Task instructions: Repeat only the lines below from the one containing "for every instance of the hardwood" through the one containing "for every instance of the white wall, set", inclusive, exactly as written.

Data for processing:
--- START ---
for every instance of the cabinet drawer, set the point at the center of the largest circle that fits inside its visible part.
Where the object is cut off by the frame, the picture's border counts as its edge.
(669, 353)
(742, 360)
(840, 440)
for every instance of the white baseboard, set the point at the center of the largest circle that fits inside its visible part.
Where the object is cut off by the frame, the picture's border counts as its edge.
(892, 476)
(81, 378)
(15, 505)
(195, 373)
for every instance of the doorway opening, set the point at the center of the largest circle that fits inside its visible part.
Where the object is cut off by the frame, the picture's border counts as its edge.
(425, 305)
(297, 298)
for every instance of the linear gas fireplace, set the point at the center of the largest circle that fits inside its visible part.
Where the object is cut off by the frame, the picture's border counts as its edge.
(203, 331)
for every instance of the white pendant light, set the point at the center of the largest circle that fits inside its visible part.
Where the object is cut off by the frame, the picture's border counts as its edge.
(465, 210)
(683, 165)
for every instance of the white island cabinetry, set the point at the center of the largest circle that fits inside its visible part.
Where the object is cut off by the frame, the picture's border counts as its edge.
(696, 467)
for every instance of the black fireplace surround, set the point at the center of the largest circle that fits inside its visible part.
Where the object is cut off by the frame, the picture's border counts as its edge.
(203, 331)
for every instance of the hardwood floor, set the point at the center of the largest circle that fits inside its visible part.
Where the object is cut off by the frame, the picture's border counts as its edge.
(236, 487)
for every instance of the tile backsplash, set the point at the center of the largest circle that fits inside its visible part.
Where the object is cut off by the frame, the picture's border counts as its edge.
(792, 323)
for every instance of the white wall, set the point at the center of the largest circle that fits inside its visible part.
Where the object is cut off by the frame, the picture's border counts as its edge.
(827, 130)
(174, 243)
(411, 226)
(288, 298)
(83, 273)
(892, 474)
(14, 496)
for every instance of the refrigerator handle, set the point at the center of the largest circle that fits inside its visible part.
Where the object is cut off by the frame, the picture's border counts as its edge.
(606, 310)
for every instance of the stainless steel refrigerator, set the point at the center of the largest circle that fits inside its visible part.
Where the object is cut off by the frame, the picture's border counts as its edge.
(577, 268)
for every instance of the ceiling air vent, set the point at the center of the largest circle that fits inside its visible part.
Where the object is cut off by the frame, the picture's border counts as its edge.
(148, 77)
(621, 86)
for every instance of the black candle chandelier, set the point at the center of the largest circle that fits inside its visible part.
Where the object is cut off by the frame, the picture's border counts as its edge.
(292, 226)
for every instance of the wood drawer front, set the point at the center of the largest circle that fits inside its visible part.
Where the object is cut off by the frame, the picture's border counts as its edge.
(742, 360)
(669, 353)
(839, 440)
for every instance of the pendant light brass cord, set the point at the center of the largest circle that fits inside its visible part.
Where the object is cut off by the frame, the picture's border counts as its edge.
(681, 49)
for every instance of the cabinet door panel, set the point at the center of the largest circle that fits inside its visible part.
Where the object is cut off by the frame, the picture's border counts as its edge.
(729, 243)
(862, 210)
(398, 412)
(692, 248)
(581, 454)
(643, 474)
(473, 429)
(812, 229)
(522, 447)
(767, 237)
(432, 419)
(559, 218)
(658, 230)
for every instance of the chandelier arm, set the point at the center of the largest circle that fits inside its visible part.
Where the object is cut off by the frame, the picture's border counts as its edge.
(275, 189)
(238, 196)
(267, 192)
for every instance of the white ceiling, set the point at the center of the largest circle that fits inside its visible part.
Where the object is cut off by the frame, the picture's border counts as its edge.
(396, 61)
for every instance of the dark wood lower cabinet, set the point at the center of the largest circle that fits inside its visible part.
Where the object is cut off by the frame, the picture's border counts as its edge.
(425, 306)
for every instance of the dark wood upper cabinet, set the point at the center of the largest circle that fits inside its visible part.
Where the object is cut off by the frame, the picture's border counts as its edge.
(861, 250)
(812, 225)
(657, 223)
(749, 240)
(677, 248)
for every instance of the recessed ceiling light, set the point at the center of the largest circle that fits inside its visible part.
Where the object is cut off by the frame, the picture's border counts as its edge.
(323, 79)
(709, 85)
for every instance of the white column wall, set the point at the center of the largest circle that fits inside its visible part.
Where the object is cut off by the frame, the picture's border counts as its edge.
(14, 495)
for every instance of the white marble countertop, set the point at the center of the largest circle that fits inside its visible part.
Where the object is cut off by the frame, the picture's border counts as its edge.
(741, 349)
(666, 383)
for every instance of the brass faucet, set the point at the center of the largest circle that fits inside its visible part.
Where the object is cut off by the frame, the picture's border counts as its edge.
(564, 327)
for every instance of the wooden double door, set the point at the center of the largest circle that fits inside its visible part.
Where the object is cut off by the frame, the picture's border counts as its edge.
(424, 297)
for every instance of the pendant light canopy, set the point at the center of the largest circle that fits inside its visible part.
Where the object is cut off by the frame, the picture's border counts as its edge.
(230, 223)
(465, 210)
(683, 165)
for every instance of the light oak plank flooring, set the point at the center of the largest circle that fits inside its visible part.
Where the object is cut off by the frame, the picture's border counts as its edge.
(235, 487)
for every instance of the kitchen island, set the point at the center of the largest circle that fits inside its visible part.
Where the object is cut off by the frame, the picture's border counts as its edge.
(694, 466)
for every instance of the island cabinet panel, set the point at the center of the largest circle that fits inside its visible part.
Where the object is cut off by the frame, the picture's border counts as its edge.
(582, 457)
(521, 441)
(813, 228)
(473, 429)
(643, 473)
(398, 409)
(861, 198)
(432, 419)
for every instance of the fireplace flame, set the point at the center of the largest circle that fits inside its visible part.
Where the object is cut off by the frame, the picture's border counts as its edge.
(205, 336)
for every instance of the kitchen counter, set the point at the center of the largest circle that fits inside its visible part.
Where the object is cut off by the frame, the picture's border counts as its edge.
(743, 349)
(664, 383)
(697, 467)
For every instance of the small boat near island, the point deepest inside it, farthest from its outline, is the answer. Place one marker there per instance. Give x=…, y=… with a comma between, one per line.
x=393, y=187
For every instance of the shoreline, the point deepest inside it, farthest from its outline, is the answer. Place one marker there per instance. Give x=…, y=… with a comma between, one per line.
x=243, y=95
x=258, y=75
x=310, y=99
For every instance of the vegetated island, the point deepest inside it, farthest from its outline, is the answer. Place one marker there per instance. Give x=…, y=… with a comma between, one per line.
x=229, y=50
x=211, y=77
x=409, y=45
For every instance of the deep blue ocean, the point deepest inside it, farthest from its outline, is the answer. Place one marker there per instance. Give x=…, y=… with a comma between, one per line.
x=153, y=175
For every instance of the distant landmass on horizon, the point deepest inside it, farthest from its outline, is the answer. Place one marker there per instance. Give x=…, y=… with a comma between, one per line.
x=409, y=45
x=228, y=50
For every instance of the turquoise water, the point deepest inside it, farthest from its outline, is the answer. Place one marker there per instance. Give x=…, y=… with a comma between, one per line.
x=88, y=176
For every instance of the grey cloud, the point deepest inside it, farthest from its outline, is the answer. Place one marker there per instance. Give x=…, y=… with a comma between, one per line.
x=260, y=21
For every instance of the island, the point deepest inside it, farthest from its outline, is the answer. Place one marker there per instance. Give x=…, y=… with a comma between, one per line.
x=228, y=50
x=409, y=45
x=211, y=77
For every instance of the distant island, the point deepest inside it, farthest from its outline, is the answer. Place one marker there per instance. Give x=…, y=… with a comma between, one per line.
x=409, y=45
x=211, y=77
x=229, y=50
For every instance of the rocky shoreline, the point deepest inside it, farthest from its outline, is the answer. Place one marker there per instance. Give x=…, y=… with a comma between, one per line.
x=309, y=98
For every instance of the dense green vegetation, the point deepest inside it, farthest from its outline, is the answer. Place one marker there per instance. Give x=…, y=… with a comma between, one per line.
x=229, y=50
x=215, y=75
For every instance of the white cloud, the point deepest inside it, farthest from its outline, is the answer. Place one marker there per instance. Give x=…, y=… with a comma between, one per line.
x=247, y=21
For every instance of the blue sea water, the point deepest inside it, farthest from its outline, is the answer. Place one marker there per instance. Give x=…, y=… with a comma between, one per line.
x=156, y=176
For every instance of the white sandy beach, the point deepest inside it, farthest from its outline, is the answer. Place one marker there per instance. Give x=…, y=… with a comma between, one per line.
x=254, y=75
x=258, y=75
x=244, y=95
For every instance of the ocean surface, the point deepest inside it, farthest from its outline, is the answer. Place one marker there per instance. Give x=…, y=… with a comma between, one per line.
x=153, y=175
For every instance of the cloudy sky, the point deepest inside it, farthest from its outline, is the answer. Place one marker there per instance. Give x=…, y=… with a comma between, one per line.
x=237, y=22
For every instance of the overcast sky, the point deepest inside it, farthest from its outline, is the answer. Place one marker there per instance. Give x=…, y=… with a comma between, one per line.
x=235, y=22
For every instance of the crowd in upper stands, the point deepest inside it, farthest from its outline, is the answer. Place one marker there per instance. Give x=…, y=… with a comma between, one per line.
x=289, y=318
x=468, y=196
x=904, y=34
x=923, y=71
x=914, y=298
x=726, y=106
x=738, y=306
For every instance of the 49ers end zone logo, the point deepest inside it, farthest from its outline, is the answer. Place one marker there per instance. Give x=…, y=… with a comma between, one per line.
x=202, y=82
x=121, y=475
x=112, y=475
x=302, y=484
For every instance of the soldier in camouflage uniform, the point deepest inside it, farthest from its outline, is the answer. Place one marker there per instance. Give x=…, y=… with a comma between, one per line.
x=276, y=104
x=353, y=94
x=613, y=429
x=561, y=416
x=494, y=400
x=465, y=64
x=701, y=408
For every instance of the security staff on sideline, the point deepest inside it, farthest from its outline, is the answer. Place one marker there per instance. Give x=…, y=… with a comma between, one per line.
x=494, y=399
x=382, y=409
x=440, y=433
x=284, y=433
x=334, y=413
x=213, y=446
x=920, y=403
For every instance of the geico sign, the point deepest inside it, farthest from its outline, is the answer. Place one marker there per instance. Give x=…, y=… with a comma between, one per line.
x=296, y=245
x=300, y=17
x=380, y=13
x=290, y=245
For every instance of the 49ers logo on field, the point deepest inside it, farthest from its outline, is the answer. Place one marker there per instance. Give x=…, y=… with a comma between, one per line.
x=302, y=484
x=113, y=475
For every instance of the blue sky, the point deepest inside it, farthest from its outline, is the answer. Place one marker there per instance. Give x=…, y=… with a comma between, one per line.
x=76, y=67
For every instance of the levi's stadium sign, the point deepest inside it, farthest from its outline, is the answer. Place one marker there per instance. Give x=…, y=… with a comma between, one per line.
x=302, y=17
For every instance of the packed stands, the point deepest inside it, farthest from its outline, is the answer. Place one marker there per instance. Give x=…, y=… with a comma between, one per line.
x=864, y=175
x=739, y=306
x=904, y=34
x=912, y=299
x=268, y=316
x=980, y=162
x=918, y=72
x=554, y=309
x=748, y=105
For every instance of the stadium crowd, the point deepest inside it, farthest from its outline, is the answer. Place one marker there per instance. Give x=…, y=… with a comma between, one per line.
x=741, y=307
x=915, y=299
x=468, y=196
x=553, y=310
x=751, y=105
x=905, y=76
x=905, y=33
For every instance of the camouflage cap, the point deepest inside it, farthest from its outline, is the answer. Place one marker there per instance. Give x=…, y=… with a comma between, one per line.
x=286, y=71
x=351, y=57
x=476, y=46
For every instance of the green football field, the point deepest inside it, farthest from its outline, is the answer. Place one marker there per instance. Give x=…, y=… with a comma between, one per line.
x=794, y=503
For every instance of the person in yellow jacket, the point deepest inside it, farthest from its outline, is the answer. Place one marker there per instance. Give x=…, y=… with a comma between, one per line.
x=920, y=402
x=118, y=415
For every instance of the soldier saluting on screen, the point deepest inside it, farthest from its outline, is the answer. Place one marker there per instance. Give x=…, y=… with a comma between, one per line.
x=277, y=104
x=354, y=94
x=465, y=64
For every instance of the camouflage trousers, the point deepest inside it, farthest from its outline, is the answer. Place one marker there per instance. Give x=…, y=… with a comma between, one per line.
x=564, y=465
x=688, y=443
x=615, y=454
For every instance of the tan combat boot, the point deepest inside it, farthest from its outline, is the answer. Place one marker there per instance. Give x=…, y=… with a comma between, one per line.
--- END ---
Expected output:
for every instance of the hardwood floor, set the point at the center of the largest circle that fits inside its visible part.
Where the object is cut off by the frame, the picture's border counts as its edge.
(236, 487)
for every instance of the tile backsplash, set the point at the center of the largest circle that fits inside its visible part.
Where the object is cut off by the frame, the picture's border counts as its edge.
(792, 323)
for every instance of the white wall, set the point at the center of the largest circle that fits inside its visible part.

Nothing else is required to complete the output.